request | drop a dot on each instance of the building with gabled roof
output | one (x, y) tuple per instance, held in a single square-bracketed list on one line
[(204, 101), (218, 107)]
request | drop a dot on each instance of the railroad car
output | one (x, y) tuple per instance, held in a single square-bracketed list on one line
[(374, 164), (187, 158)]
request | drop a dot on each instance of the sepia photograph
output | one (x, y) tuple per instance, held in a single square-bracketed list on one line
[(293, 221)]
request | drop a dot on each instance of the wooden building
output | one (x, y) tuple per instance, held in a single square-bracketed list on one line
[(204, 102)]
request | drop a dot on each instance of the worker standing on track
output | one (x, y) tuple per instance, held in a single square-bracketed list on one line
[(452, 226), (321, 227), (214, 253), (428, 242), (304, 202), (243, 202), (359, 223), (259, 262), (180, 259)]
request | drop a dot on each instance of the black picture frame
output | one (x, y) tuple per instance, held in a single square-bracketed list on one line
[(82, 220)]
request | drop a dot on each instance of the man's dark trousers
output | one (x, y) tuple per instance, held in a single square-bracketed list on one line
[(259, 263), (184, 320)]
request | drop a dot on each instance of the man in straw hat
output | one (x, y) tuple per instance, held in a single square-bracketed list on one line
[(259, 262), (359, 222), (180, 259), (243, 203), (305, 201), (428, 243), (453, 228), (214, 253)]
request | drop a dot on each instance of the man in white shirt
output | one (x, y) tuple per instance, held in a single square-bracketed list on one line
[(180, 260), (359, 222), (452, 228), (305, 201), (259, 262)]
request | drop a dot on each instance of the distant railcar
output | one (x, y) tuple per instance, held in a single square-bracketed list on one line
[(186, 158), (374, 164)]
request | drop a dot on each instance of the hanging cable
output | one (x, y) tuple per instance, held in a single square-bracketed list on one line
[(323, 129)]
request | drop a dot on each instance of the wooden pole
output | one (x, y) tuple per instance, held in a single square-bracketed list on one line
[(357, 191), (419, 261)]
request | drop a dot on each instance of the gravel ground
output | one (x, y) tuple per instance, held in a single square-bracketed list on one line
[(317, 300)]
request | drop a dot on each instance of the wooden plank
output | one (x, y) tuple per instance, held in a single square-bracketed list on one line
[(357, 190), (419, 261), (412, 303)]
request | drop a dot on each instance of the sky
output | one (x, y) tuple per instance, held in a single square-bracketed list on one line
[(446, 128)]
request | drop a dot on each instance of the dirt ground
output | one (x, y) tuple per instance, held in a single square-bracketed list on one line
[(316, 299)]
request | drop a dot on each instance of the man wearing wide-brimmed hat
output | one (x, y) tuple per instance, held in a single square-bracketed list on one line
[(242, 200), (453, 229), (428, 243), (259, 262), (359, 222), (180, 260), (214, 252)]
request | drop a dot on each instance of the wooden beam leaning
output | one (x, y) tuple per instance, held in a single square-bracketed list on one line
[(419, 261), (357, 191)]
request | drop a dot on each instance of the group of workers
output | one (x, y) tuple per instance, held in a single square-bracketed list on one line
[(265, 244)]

= = = =

Please reproduce every one of the lines above, word for word and in the same order.

request | drop a dot on each instance of the building with gabled roof
output | one (x, y) tuple per instance, held in a single square-bracketed list on one line
[(204, 101), (218, 107)]
request | drop a dot on each instance of the railroad car
output | one (x, y) tuple per instance, held in a single square-bracketed list on one line
[(374, 164), (187, 158)]
request | drop a dot on each instance of the sepia photograph
output | one (x, y) tuple per instance, held in a single square-bracketed list on one line
[(293, 221)]
request | drop a dot on each instance of the wooden building
output | one (x, y) tuple per instance, held in a single square-bracketed list on one line
[(204, 102)]
request | drop a dot on each instance of the worker standing on track
output | one (x, y) tuple per instance, held in a single square-bracketed list on one line
[(452, 226), (321, 227), (214, 253), (428, 242), (304, 202), (243, 202), (359, 223), (259, 262), (180, 259)]
request | drop a dot on each instance of the black picture frame
output | one (x, y) tuple per instance, held in a single square-bracketed list on one line
[(82, 220)]
request | drop a dot on each instance of the man's dark trousers
output | one (x, y) tuple per instance, held in a single square-bracketed list on one line
[(259, 263), (184, 320)]
request | drop a dot on each instance of the man in straw hat
output | one (x, y) tuple per instance, held in a single square-bracketed list on one line
[(259, 262), (359, 222), (180, 259), (243, 203), (305, 201), (428, 243), (453, 228), (214, 253)]
request | drop a dot on each instance of the man in white shirt
output | one (x, y) tuple per instance, held in a single square-bracketed list on one line
[(180, 260), (359, 222), (452, 228), (305, 201), (259, 262)]
request | drop a dot on each instance of the distant railcar
output | one (x, y) tuple per instance, held in a single square-bracketed list on one line
[(186, 158), (374, 164)]
request | drop a dot on each instance of the hanging cable
output | one (x, y) tuple per instance, held in a single square-bracketed list on one line
[(323, 129)]
request | drop a dot on each instance of the wooden pole
output | one (x, y) tuple per instance, held in a single square-bracketed list on one line
[(357, 191), (419, 261)]
request | drop a dot on each instance of the gravel ground
output | one (x, y) tuple per instance, held in a single square-bracketed list on one line
[(317, 300)]
request | drop a dot on each instance of the wooden plank
output | one (x, y) tuple per instance, held in a single square-bracketed list on one line
[(357, 190), (419, 261), (412, 303)]
request | drop a dot on each instance of the sky
output | one (x, y) tuple per instance, held in a single square-bracketed list on one line
[(446, 128)]
request | drop a dot on each instance of the dirt ground
output | one (x, y) tuple per instance, held in a single square-bracketed list on one line
[(316, 299)]
request | drop a dot on each instance of the man wearing wide-brimmed hat
output | one (x, y) tuple per instance, held in a single square-bracketed list on one line
[(242, 200), (453, 229), (428, 243), (259, 262), (359, 222), (180, 260), (214, 252)]
request | drop a dot on each instance of the wooden beam leaning
output | one (x, y) tuple per instance, held in a single square-bracketed list on one line
[(419, 261), (357, 191)]
request | drop a dot on each instance of the group of workers
output | one (x, y) tuple per instance, held in a single square-bracketed list on one line
[(265, 244)]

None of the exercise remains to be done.